##### Kaynak Metin

Prof. Dr. İhsan Süreyya Sırma
1960 yılı Mayıs ayının son günleri; karnemi almış, sevinçle Siirt’ten Pervari’ye gidiyordum. Tam da o günlerde, Türkiye karışıyor, henüz darbe-marbe nedir bilmediğimden, gazetelerin yazdıklarına ve devletin radyosunun anlattıklarına inanarak, “bir gençlik hareketi” diye lanse edilen 27 Mayıs 1960 askerî darbesini çocuk aklımızla alkışlıyorduk/alkışlatıyorlardı. Başta Başbakan Adnan Menderes olmak üzere Devleti idare edenler hain(!) olduklarından ordu darbe yapmış, “gençleri fırınlarda yakan(!)” Başbakanı ve diğer hükûmet üyelerini tutuklayarak bir adaya/Yassı adaya götürmüşler! diye radyolardan bas bas bağırıyorlardı.
Pervari’de
de Kaymakamın yerine, karakol komutanı, kazanın idaresini eline almıştı. Herkes
büyük bir korku içerisinde olduğundan, hiç kimse olup-bitenden konuşamıyor;
darbenin aleyhinde konuşanlarsa hemen derdest edilerek götürülüyordu. Küçük
memurlardan çekinilmediğinden, onlara dokunulmadı. Çünkü onlar da alınsa,
devletin bürokrasi işlemleri nasıl yürütülecekti!? Mamafih birkaç ay geçmeden
rahmetli babamı da, o zamanlar Siirt’e bağlı olan Beşiri kazasına sürgün
ettiler…
Her
neyse Siirt’ten Pervari’ye gidişimin ilk günleriydi. Bir-iki hafta geçtikten
sonra, yani 1960 yılının Temmuz sonları bir Pazar günü tellal vasıtasıyla herkes
Belediye bahçesine çağrıldı.

##########
##### Verilen Bilgiler

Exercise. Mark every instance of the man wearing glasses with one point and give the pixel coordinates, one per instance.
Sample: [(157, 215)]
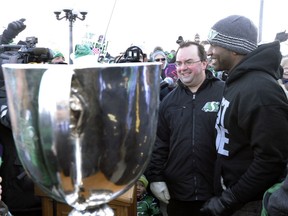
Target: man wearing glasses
[(182, 163)]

##########

Alıştırmanın Amacı:
Kaynak metne göre anlatıcının babası hangi kazaya sürgün edildi?

Sorunun Cevabı:
O zamanlar Siirt'e bağlı olan Beşiri kazasına sürgün edildi.